182.       What of ICGL?  We find that that too was at all material times under the control of Mr Elder. There can be no other reasonable explanation (and none was offered) for the variation in the rent, the fact that by his own admission he personally paid the BVI taxes each year, that it lent him substantial sums of money, that he did the ODF disclosure and that it allegedly permitted him to receive the rents in each year.

183.       As far as the rents are concerned, the only reasonable explanation for ICGL allegedly having any interest in the rents after 2001 (when legally any rent would have been due to ATF Inc) is that both companies were controlled by Mr Elder. The same holds true for the fact that there was no financial consideration for the transfer of the businesses of Topcar and Hire to ATF Inc or the properties between ICGL and ATF Inc. The actual registration of the title in the name of ATF Inc occurred immediately after Officer Bell had been made aware of ICGL’s existence.

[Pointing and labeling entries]
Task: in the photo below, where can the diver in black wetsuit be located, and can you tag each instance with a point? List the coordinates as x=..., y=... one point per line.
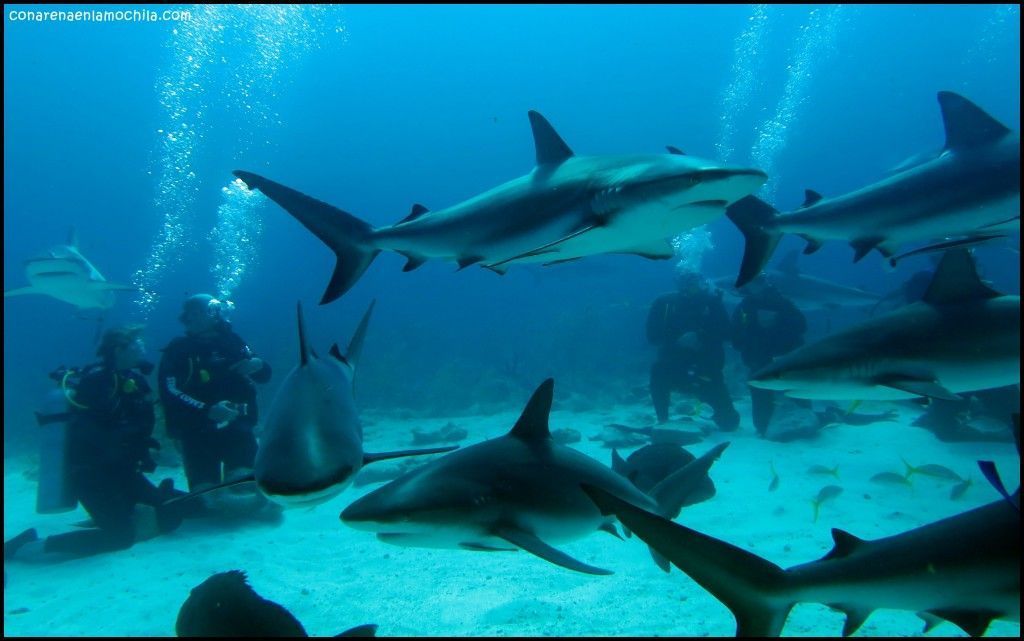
x=765, y=325
x=110, y=434
x=207, y=386
x=689, y=327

(Objective)
Update the passage, starting with "182.       What of" and going on through "in each year.", so that "substantial sums" becomes "considerable sums". Work only from the passage above.

(Result for this task)
182.       What of ICGL?  We find that that too was at all material times under the control of Mr Elder. There can be no other reasonable explanation (and none was offered) for the variation in the rent, the fact that by his own admission he personally paid the BVI taxes each year, that it lent him considerable sums of money, that he did the ODF disclosure and that it allegedly permitted him to receive the rents in each year.